## TASK INSTRUCTIONS
Check each line of the data for the string "instance". Report how many have it, and give nothing else.

## DATA EXTRACT

────────────────

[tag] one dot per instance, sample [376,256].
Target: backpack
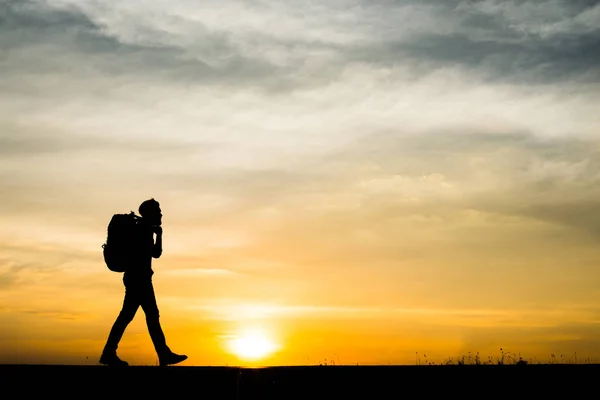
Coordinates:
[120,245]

────────────────

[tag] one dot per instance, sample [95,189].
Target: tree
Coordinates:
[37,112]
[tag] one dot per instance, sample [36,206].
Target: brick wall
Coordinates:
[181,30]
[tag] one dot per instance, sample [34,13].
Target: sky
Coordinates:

────────────────

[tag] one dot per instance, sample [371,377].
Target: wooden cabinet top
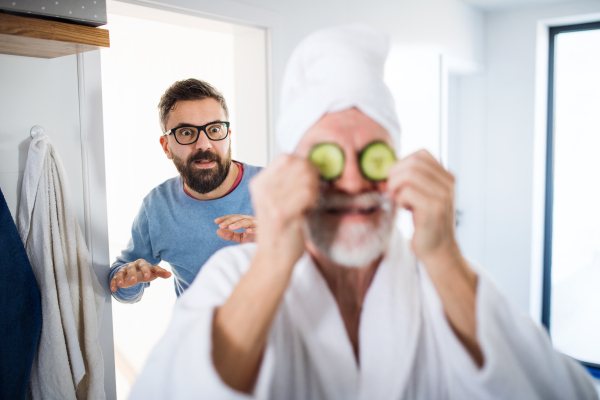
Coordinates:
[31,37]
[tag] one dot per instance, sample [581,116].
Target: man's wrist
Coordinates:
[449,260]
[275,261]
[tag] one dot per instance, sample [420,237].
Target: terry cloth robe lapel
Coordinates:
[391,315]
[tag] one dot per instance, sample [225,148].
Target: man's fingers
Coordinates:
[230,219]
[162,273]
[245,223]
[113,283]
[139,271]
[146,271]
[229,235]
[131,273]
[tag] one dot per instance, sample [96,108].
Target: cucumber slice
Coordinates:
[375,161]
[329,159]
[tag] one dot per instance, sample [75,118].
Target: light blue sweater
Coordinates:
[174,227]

────────────────

## ANSWER SPACE
10